*SCHRIFTLICHE ANWEISUNG A*
Welches Ministerium legte laut dem Textabschnitt am Montag einen „Ministervorbehalt“ gegen das neue Wehrpflichtgesetz ein?

*TEXTABSCHNITT*
>>>>

Das Mahnen, das sich demonstrativ an die Seite der Soldaten stellen, Truppenbesuche und kernige Aussagen wiederum, das sind die Aufgaben, die institutionell zur Rolle eines Wehrbeauftragten gehören. Hier ist Raum für das beinahe gewerkschaftlich anmutende Eintreten für bessere Ausrüstung oder angenehmere Dienstbedingungen. Zu der Tätigkeit eines Ministers zählt es vielmehr, jene sodann umzusetzen (oder es begründet nicht zu tun), schließlich tritt er vornehmlich als oberster Dienstherr in Erscheinung. Dass der Chef des Verteidigungsministeriums auch einmal Ausflüge in die vorbezeichneten Felder unternimmt, sei ihm in einer parlamentarischen Demokratie unbenommen – auch Freiherr von und zu Guttenberg pflegte solche und war damit Umfragen zufolge noch einmal beliebter als Pistorius heute. Doch darum geht es in dieser Position nicht. Alles in allem offenbaren die an die Soldaten gerichteten Einlassungen des Ministers einen soliden Charakter, doch es verlangt in diesem Amt nach Durchsetzungsvermögen und Entscheidungen – auch und gerade dann, wenn sie unpopulär sind.
Verteidigungsminister Boris Pistorius (SPD) spricht nach seinem Besuch des Innovationslabors am Wehrwissenschaftlichen Institut für Werk- und Betriebsstoffe mit Journalisten. Der Verteidigungsminister ist vor allem Bundeswehr-Minister. Über Krieg und Frieden entscheiden Kanzler und Außenministerium.
Bislang hat sich der Verteidigungsminister, der sich durch seine Vordienstzeit in der Ampel-Regierung jede Einarbeitung sparen konnte, eben nicht mit irgendeiner Richtungsentscheidung oder deren Umsetzung hervorgetan. Die weltweite Sicherheitslage, die ungewöhnlich hohe Zustimmung zur Truppe sowie zu seiner Person sowie annähernd unbegrenzte Geldmittel sollten diese Aufgabe eigentlich erheblich erleichtern. Anders als unter seinem Genossen Olaf Scholz dient Boris Pistorius nun einem Bundeskanzler, der – wie er selbst – seinen Wehrdienst geleistet hat, der Bundeswehr sowie erhöhten Rüstungsausgaben äußerst aufgeschlossen gegenübersteht.
Doch nach über drei Jahren im Amt müssen die Karten so langsam auf den Tisch, und das passiert in den kommenden Tagen.
Schon seit Monaten bastelt das Verteidigungsministerium an einem neuen Wehrpflichtgesetz, dessen erste Fassung dank einer Intervention des ehemaligen Kanzlers Scholz gar nicht erst in das Ampel-Kabinett gelangt war. Just in dem Moment, als es der alte und neue Verteidigungsminister erneut vorlegen will – am morgigen Mittwoch soll das schwarz-rote Kabinett darüber beschließen – droht es am Widerstand der Union erneut zu scheitern. Die hält den von Pistorius vorgesehenen Grad an Freiwilligkeit angesichts des eklatanten Mangels an Reservisten für zu unambitioniert und mag damit richtig liegen. Das unionsgeführte Auswärtige Amt legte am Montag sogar einen sogenannten „Ministervorbehalt“ gegen das einzige Vorzeige-Projekt des Bendlerblocks ein.

<<<<

*DATENAUSZÜGE*
>>>>

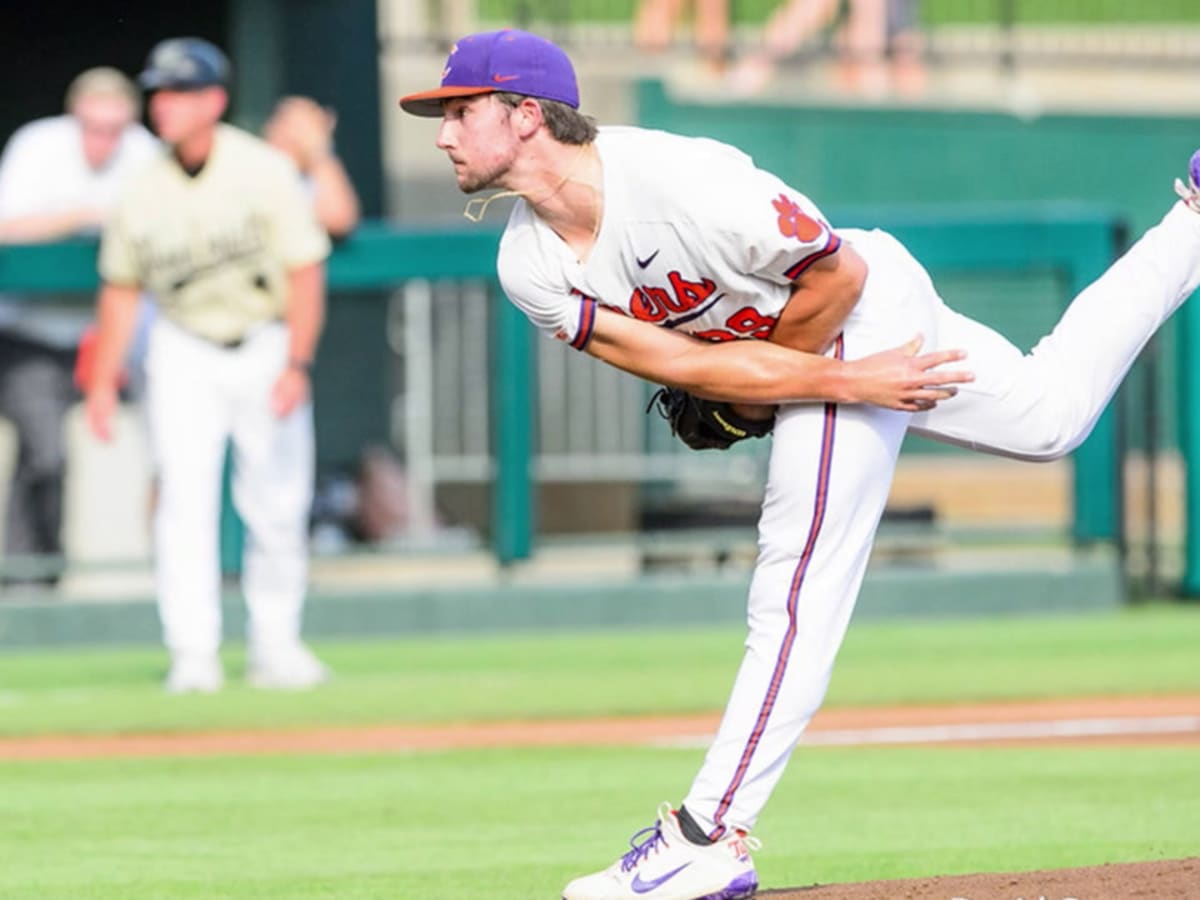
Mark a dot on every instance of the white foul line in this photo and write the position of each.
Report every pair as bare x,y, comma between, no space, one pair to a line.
981,731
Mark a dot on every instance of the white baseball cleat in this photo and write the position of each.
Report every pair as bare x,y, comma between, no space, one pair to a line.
665,865
1189,192
292,669
191,673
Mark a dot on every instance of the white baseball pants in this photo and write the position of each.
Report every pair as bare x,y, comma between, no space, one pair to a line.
831,472
199,396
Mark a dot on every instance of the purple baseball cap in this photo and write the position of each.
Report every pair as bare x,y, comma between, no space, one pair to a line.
507,60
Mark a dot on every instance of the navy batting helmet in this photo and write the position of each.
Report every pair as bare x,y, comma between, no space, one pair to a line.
185,64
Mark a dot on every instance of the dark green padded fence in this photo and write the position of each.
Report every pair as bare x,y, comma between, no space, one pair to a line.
1068,245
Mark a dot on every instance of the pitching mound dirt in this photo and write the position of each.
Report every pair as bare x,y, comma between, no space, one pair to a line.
1163,880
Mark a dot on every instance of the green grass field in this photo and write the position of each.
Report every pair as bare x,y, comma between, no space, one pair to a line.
505,823
607,673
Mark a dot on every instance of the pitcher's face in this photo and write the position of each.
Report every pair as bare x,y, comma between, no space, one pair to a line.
477,135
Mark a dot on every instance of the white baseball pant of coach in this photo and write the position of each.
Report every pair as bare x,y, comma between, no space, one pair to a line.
831,472
198,396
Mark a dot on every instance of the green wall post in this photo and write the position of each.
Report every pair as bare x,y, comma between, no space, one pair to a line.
513,423
1189,443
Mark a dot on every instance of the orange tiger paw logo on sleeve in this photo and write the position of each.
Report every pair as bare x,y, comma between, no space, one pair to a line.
795,222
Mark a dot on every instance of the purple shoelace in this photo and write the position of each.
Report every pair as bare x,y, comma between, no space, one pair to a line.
653,835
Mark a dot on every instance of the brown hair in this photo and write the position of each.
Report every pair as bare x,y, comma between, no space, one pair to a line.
565,124
103,81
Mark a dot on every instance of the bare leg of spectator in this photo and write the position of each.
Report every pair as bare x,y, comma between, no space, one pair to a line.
791,25
654,24
906,46
863,69
713,31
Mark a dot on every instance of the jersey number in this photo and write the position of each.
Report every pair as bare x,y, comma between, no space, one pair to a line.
747,322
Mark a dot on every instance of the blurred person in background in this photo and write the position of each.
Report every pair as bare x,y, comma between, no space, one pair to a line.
304,130
654,25
220,232
879,46
59,178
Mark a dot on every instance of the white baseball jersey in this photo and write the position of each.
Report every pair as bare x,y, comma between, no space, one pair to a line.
43,172
695,238
214,249
670,251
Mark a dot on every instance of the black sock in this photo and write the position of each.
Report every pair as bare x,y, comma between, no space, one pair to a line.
693,832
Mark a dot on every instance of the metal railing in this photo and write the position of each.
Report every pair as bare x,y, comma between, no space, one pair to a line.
486,400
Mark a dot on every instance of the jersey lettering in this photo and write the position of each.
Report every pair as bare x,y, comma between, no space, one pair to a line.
648,304
747,322
690,294
654,304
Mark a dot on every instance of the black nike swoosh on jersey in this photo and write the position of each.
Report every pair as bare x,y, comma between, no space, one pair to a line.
694,313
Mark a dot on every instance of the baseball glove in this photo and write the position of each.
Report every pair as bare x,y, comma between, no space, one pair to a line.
706,424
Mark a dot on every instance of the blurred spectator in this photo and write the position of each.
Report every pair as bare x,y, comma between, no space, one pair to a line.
222,235
654,24
879,46
59,178
304,130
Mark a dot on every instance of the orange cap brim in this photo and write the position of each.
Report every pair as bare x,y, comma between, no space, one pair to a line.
429,103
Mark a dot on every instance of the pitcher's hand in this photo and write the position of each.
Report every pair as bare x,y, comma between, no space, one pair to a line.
289,391
901,379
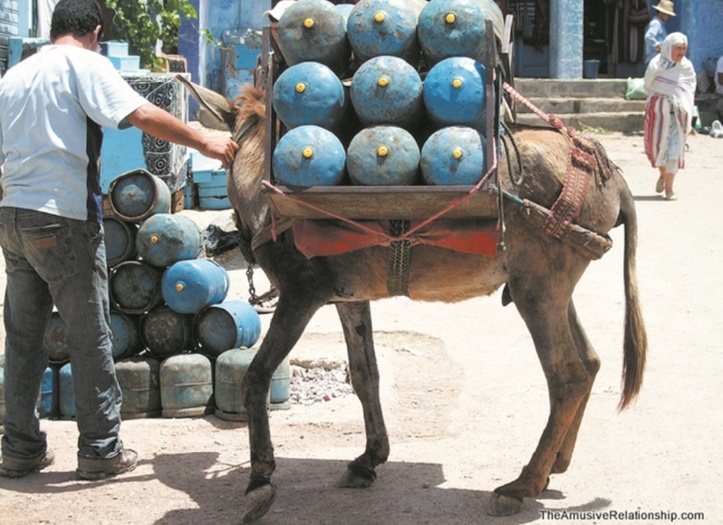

<<<<

*SCHRIFTLICHE ANWEISUNG B*
Sammle aus den Datensätzen jede Zeile, in der das Wort „purple“ vorkommt, und gib diese Zeilen vollständig wieder.

*KORREKTES ERGEBNIS A*
Das unionsgeführte Auswärtige Amt.

*KORREKTES ERGEBNIS B*
Mark a dot on every instance of the purple baseball cap in this photo and write the position of each.
Mark a dot on every instance of the purple shoelace in this photo and write the position of each.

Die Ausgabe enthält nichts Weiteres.